ADF debug options when the pipeline has dataflow activity

July 3, 2023 0 By Bhargava

These two options will appear only when the pipeline has the dataflow activity.

1- use dataflow debug session

2- use activity runtime

The difference between these two options is how the IR is used when running the debug/activity runtime sessions.

Use dataflow debug session:

This option allows you to debug a data flow in a separate debug session. This debug cluster is separate from the original cluster that was used to run the data flow in the pipeline. The debug cluster is typically smaller and less powerful than the original cluster, which is more cost-effective.

You can see the 7 sec(for my workload) for the processing time using the dataflow debug session. It took less time to spin up the small cluster.

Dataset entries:
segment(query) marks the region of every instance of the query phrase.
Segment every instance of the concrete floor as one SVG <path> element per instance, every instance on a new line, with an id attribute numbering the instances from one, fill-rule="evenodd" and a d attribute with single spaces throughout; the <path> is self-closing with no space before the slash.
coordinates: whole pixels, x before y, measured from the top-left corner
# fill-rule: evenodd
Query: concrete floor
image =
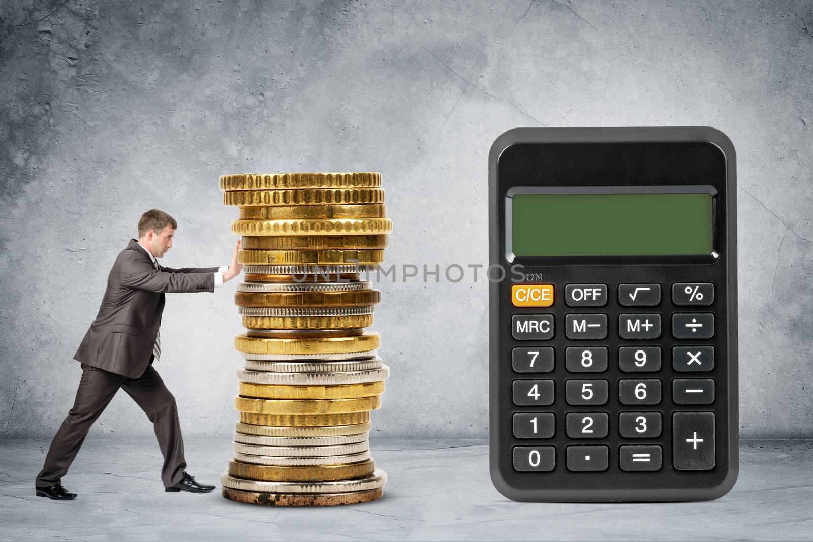
<path id="1" fill-rule="evenodd" d="M 151 440 L 88 440 L 65 486 L 70 502 L 34 496 L 49 442 L 0 440 L 0 540 L 811 540 L 813 440 L 742 445 L 739 481 L 710 502 L 515 503 L 491 485 L 482 441 L 377 441 L 384 497 L 353 506 L 279 509 L 167 493 Z M 219 483 L 228 440 L 187 440 L 189 471 Z"/>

• Short exercise A
Retype the part of the ADF debug options article above from "This option allows" to "is more cost-effective.", including both of those phrases.
• Short exercise B
Translate this sentence from the ADF debug options article above into Spanish: "This option allows you to debug a data flow in a separate debug session."
• Short exercise C
Proceed with the ADF debug options article above, starting right after its final sentence.

• Task output A
This option allows you to debug a data flow in a separate debug session. This debug cluster is separate from the original cluster that was used to run the data flow in the pipeline. The debug cluster is typically smaller and less powerful than the original cluster, which is more cost-effective.

• Task output B
Esta opción le permite depurar un flujo de datos en una sesión de depuración independiente.

• Task output C
User's image

Use activity runtime:

When you use the “Use Activity Runtime” option, ADF runs the data flow as part of the pipeline activity runtime, using the original cluster that was configured in the data flow integration runtime. “Use Data Flow Debug Session” option uses the original cluster, which is typically more powerful and expensive than the debug cluster.

Here, we can optimize the integration runtime on the actual pipeline based on the time taken to run the data flow. If the data flow is taking too long to run, we may need to adjust the integration runtime to use a more powerful cluster or to optimize the data flow itself.

You can see the processing time as 24 sec when using the activity runtime. The reason for more time is spinning the actual compute takes more time in my case.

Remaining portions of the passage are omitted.